PAGE EXTRACT below:

Michael Lewis has a talent for getting people to trust him. He finds information at all levels.

In "Boomerrang" the author travels to Iceland, Ireland, Greece, Germany and California. He has a tendency to stereotype nationalities as one way of explaining the different aspect of the financial crisis.

Iceland is a country that is very literate and educated but for which most of the income used to come from fish. From my job I am well aware of another commodity, Icelandic horses, but that is another story. A few years back some educated Icelanders discovered international investments and felt they were smart enough to corner their share of the market. They borrowed massive amounts of money and bought a wide range of products all around the world. They got carried away and raised their standard of living very dramatically. They soon were involved in some investments that turned bad and eventually they owed more money than they could generate. An interesting side light is that the men who used to run the country have been replaced by women which the author thinks is perhaps an improvment.

In Greece the problem seemed to revolve around the average Greek expecting all the modern benefits, and as is normal not to want to pay for it. Of the examples given they are the most adept at actually not paying taxes. They lowered pension requirements while also failing to increase money to pay the ongoing demands. One group of monks very cleverly became real estate kings. At the moment there are a lot of disappointed people.

Not too long ago Ireland was touted as an example of free enterprise. Then they also over-borrowed, but in their case with more of an emphasis on buying Irish things. They soon found themselves in dire straits. At the heart of it would be American educated bankers.

Germans are portrayed as very honest hard working people. They are very hurt that their hard work and honesty is expected to make up for the lazy and somewhat dishonest Greeks. But they too gave in to greed. They loaned for subprime mortgages in the States, to the Greeks and other Europeans without due diligence. Their problem was that it was much easier to seek opportunities amongst foreigners as Germans were not very likely to get involved with many of the financial instruments available commonly in the United States. Their leaders had promised that Germans would not have to bail out less virtuous members of the European Common Market. Now many feel to protect themselves they will have to do just that.

End of PAGE EXTRACT.
DATA EXCERPT below:

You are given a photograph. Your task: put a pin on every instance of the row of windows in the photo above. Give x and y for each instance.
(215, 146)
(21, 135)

End of DATA EXCERPT.

ABOUT THIS EXERCISE = Rewrite the book review from "Not too long" to "American educated bankers.", substituting "serious trouble" for "dire straits".

RESPONSE AREA =
Not too long ago Ireland was touted as an example of free enterprise. Then they also over-borrowed, but in their case with more of an emphasis on buying Irish things. They soon found themselves in serious trouble. At the heart of it would be American educated bankers.